═══ Study material ═══

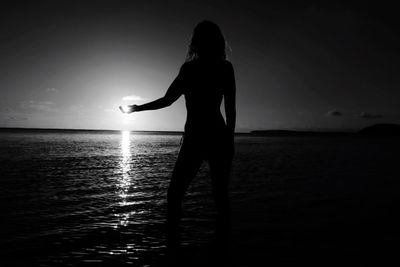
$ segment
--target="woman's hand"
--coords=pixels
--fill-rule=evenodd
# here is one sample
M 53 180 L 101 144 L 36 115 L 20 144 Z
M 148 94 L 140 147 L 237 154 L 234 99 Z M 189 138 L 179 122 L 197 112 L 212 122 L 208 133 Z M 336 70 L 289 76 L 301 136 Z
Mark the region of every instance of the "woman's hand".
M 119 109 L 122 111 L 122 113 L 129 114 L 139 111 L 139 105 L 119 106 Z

═══
═══ Study material ═══

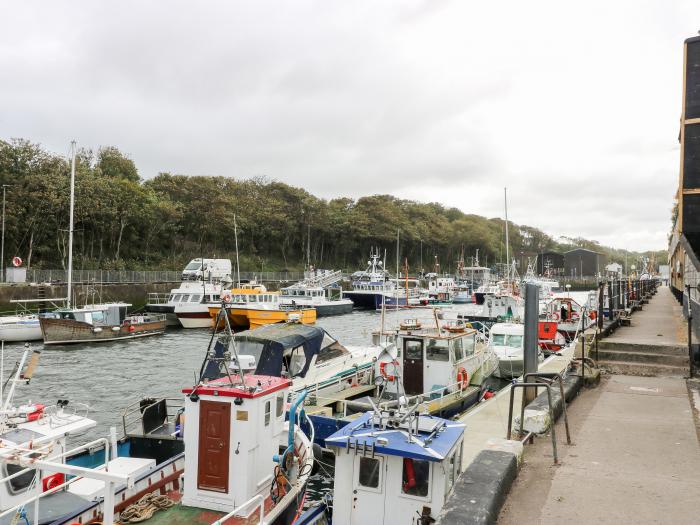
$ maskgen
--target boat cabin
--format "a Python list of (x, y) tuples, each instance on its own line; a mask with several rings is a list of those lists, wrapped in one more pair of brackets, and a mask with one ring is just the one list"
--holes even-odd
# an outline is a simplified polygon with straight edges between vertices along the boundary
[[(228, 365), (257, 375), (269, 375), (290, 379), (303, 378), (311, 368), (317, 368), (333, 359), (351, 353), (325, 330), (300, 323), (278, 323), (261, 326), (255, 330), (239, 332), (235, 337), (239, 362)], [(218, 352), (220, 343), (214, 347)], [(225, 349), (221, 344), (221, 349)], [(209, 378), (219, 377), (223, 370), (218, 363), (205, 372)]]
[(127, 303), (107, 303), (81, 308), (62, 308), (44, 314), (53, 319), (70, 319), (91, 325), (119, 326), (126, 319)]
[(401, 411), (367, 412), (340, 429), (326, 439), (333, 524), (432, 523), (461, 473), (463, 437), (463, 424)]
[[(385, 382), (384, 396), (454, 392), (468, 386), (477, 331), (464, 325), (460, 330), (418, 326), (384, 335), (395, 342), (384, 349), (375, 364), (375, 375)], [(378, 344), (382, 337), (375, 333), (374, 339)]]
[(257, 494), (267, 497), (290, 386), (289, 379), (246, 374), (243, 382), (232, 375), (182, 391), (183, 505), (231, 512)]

═══

Work to complete:
This task calls for the number of lines in the entries that contain the string "target", with no accompanying text.

Solution to this task:
2